-- Input for this task start --

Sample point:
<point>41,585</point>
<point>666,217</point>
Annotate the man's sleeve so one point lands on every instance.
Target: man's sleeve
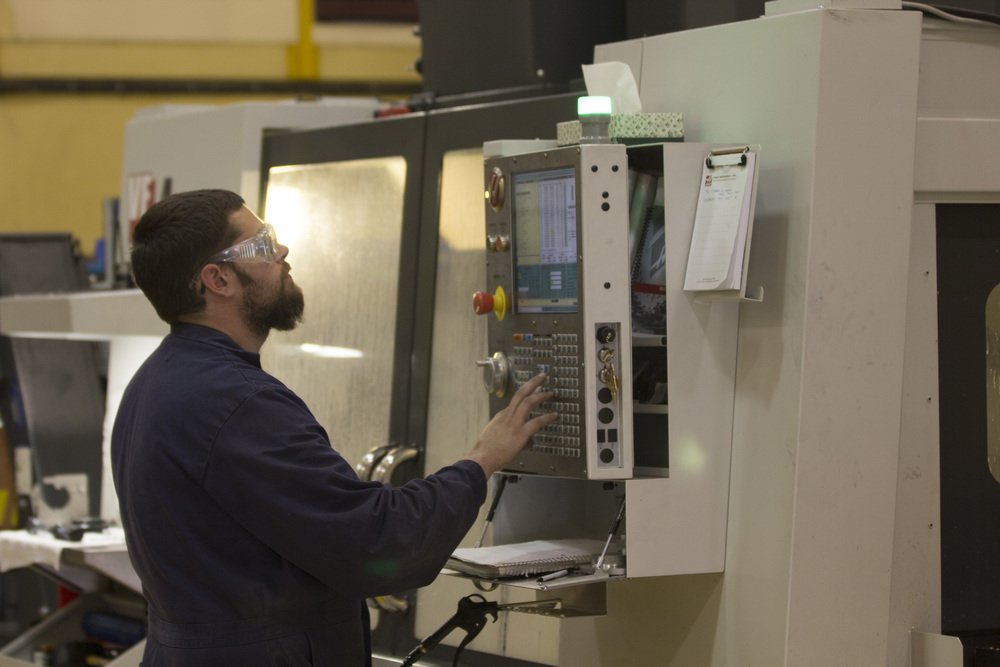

-- Input for this task end --

Exercise details:
Count how many lines of the material contain the string "point" and reply with the number alone.

Answer to this exercise:
4